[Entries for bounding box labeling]
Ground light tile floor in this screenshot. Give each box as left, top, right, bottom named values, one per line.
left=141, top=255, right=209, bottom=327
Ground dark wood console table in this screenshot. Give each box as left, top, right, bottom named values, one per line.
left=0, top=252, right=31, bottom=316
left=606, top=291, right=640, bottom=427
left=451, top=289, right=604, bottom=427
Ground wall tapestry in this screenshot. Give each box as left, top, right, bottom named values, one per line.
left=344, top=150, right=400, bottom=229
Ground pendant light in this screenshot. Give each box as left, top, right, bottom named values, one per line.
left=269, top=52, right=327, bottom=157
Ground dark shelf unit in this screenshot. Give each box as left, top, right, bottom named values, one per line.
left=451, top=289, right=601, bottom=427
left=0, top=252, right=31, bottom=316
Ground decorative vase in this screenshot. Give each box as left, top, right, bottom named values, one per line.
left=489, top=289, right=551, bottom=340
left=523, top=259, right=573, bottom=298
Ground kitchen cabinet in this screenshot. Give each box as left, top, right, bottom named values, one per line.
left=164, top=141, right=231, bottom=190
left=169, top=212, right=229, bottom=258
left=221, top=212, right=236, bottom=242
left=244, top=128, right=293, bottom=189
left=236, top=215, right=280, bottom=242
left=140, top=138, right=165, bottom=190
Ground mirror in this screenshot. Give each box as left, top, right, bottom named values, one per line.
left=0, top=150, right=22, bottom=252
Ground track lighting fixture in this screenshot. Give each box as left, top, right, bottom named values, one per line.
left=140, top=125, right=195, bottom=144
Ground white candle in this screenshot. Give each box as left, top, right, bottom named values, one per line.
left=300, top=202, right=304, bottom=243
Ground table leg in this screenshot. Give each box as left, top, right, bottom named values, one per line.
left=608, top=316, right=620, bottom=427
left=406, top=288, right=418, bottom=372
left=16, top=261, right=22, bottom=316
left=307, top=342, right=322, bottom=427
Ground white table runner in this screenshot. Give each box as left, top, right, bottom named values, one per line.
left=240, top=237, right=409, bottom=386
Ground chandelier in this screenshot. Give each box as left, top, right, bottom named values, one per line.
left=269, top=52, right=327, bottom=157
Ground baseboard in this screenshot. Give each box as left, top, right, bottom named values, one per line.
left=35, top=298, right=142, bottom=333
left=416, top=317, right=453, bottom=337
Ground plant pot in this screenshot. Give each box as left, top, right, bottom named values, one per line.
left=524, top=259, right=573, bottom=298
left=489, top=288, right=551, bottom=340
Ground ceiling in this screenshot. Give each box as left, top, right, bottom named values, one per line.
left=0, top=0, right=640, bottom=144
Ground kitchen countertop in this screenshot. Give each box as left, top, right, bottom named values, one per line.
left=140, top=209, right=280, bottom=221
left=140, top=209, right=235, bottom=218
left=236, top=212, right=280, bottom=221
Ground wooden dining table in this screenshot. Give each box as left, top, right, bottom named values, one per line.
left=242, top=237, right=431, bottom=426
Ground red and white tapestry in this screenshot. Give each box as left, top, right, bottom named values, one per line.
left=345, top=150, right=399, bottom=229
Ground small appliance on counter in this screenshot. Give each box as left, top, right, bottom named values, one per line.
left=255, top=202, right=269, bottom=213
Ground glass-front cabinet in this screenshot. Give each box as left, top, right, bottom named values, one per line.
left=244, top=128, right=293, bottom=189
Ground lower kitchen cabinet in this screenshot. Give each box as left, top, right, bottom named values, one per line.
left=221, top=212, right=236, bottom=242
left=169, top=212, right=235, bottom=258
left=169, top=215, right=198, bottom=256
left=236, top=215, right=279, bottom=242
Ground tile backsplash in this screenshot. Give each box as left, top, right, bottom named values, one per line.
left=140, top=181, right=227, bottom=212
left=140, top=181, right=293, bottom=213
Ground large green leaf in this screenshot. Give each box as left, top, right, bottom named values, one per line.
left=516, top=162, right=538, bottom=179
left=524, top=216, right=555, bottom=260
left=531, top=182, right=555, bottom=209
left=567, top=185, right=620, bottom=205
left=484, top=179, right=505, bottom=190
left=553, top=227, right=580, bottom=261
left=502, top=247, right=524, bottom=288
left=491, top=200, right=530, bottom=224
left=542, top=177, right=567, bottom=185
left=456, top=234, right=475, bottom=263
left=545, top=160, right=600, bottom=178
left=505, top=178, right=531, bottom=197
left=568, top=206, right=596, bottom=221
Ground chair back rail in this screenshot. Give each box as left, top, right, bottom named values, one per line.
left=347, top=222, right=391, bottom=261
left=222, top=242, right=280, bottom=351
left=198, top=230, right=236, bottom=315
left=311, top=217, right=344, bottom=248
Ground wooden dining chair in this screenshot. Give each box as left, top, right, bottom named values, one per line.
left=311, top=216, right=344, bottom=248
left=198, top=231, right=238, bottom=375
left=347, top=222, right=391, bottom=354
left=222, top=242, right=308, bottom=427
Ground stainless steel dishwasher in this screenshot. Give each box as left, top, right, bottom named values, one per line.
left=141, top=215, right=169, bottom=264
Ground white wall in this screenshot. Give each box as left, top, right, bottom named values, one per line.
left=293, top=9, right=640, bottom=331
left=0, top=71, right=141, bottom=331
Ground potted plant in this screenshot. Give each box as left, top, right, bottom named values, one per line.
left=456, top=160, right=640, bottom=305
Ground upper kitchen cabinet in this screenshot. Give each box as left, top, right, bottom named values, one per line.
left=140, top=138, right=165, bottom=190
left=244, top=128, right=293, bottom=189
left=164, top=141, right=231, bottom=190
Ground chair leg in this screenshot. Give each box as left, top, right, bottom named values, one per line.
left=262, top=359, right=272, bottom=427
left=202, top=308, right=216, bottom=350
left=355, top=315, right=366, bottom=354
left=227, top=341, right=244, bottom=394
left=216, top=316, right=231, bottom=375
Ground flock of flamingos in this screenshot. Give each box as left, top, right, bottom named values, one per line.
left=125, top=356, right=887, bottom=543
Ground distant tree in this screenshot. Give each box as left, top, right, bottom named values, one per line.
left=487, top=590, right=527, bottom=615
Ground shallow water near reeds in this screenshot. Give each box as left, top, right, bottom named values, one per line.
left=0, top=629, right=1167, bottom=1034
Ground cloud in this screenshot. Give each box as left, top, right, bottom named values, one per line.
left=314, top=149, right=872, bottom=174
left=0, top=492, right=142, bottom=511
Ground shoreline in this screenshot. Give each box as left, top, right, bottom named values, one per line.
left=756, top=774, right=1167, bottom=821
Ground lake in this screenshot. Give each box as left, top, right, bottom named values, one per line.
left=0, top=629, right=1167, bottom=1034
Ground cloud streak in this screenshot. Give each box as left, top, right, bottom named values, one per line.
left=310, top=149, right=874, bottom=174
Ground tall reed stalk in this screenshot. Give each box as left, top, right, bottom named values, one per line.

What is being asked: Write out every one of the lines above without changing anything.

Response to this exercise:
Ground light tile floor in this screenshot. Give each box as left, top, right, bottom named values, one per line.
left=141, top=255, right=209, bottom=327
Ground dark wood console table in this screenshot. Give each box as left, top, right, bottom named values, one per line.
left=0, top=252, right=31, bottom=316
left=606, top=291, right=640, bottom=427
left=451, top=289, right=604, bottom=427
Ground wall tapestry in this screenshot. Give each box as left, top, right, bottom named values, one per line.
left=344, top=150, right=400, bottom=229
Ground pendant light in this screenshot. Give each box as left, top, right, bottom named values, one per line.
left=269, top=52, right=327, bottom=157
Ground dark shelf unit in this screenshot. Give each box as left, top, right, bottom named values, one per line.
left=451, top=289, right=601, bottom=427
left=0, top=252, right=31, bottom=316
Ground decorative vase in this screenshot. Give each box as left, top, right, bottom named values, one per line.
left=489, top=289, right=551, bottom=340
left=523, top=259, right=573, bottom=298
Ground kitchen cabinet in this screenshot. Give each box as left, top, right, bottom named values, one per line.
left=164, top=141, right=231, bottom=190
left=169, top=212, right=229, bottom=258
left=221, top=212, right=236, bottom=242
left=244, top=128, right=293, bottom=189
left=236, top=215, right=280, bottom=242
left=140, top=138, right=165, bottom=190
Ground mirror in this screenshot. Give each box as left, top, right, bottom named values, one per line.
left=0, top=150, right=22, bottom=252
Ground track lighting fixture in this screenshot. Give each box as left, top, right, bottom named values, one per line.
left=140, top=125, right=195, bottom=144
Ground white candle in this screenshot. Give each box as left, top, right, bottom named values, one per line.
left=300, top=202, right=304, bottom=243
Ground table leg in this screenshot. Give each box as left, top, right, bottom named values, one per line.
left=608, top=316, right=620, bottom=427
left=406, top=288, right=418, bottom=372
left=16, top=261, right=22, bottom=316
left=307, top=342, right=322, bottom=427
Ground white table runner in this screenshot. Give each box as left, top, right, bottom named values, one per line.
left=240, top=237, right=409, bottom=386
Ground chandelier in this screenshot. Give each box as left, top, right, bottom named values, one per line.
left=269, top=52, right=327, bottom=157
Ground baseboard in this screenshot. Give each box as left, top, right, bottom named values, one per line.
left=35, top=298, right=142, bottom=333
left=416, top=317, right=453, bottom=337
Ground plant pot in this screenshot. Give each box as left, top, right, bottom named values, one per line.
left=524, top=259, right=573, bottom=298
left=489, top=288, right=551, bottom=340
Ground ceiling in this screenshot. Give each box as left, top, right, bottom named values, one per line.
left=0, top=0, right=640, bottom=144
Ground kitchen countertop in this screenshot. Give each box as left, top, right, bottom named values, one per line.
left=140, top=209, right=280, bottom=221
left=140, top=209, right=235, bottom=218
left=236, top=212, right=280, bottom=221
Ground wooden dining table in this screenshot. Give each box as left, top, right, bottom named values, one per line.
left=242, top=237, right=431, bottom=426
Ground red and white tapestry in this screenshot. Give each box as left, top, right, bottom named values, one per line.
left=345, top=150, right=399, bottom=229
Ground small appliance on counter in this screenshot. Give each box as left, top, right, bottom named values, one per line.
left=255, top=202, right=269, bottom=213
Ground glass-front cabinet in this screenshot. Give each box as left, top, right, bottom named values, one per line.
left=244, top=128, right=293, bottom=189
Ground lower kitchen cabinet in this screenshot. Give each box as left, top, right, bottom named values, one per line.
left=221, top=212, right=236, bottom=242
left=169, top=212, right=235, bottom=258
left=169, top=215, right=198, bottom=256
left=236, top=215, right=279, bottom=242
Ground tile backsplash in this screenshot. Give each box as left, top, right, bottom named values, one per line.
left=140, top=181, right=227, bottom=212
left=140, top=181, right=293, bottom=213
Ground large green leaf in this screenshot. Give each box as left, top, right, bottom named values, one per line.
left=516, top=162, right=538, bottom=179
left=524, top=216, right=555, bottom=260
left=531, top=182, right=555, bottom=209
left=567, top=185, right=620, bottom=205
left=484, top=179, right=505, bottom=190
left=553, top=227, right=580, bottom=261
left=502, top=247, right=524, bottom=288
left=491, top=200, right=530, bottom=224
left=542, top=177, right=567, bottom=185
left=456, top=234, right=475, bottom=263
left=545, top=160, right=600, bottom=178
left=505, top=178, right=531, bottom=197
left=568, top=206, right=596, bottom=221
Ground chair back rail in this screenshot. Give each box as left, top, right, bottom named values, one per line.
left=347, top=222, right=391, bottom=261
left=222, top=242, right=280, bottom=351
left=198, top=230, right=236, bottom=315
left=311, top=217, right=344, bottom=248
Ground wooden dining chair in this screenshot. Give each box as left, top, right, bottom named values, one per line.
left=311, top=216, right=344, bottom=248
left=198, top=231, right=238, bottom=375
left=347, top=222, right=391, bottom=354
left=222, top=242, right=308, bottom=427
Ground stainless steel dishwasher in this screenshot. Give each box as left, top, right, bottom named values, one per line.
left=141, top=215, right=169, bottom=264
Ground white wall in this screenshot. Give each box as left, top, right, bottom named values, one per line.
left=293, top=9, right=640, bottom=331
left=0, top=71, right=141, bottom=331
Ground potted plant in this screenshot. Give each box as left, top, right, bottom named values, one per line.
left=456, top=160, right=640, bottom=305
Ground upper kitchen cabinet in this screenshot. Give each box as left, top, right, bottom named values, one per line.
left=140, top=138, right=165, bottom=190
left=244, top=128, right=293, bottom=189
left=164, top=141, right=231, bottom=190
Ground chair leg in this screenshot. Give each box as left, top, right, bottom named values, one per line.
left=262, top=359, right=272, bottom=427
left=202, top=308, right=216, bottom=350
left=355, top=315, right=366, bottom=354
left=227, top=341, right=244, bottom=394
left=216, top=316, right=231, bottom=375
Ground flock of flamingos in this screenshot. Give each box as left, top, right, bottom named values, one per line.
left=125, top=356, right=887, bottom=543
Ground distant tree in this screenshot. Give each box as left, top, right, bottom named values, one per line.
left=487, top=590, right=527, bottom=615
Ground shallow water near reeds in this screenshot. Give each box as left, top, right, bottom named values, one per line.
left=0, top=629, right=1167, bottom=1034
Ground cloud in this screenshot. Give each box as left, top, right, bottom named values, one per line.
left=314, top=149, right=872, bottom=174
left=0, top=492, right=142, bottom=511
Ground shoreline in this screenshot. Give each box as left, top, right, bottom named values, one per line.
left=756, top=774, right=1167, bottom=821
Ground lake in this screenshot. Give each box as left, top, right, bottom named values, one per line.
left=0, top=629, right=1167, bottom=1034
Ground cloud streak in this screenshot. Give each box as left, top, right, bottom named values, one per line.
left=310, top=149, right=874, bottom=174
Ground tall reed stalk in this screenshot. Give each box as left, top, right, bottom named values, one per line.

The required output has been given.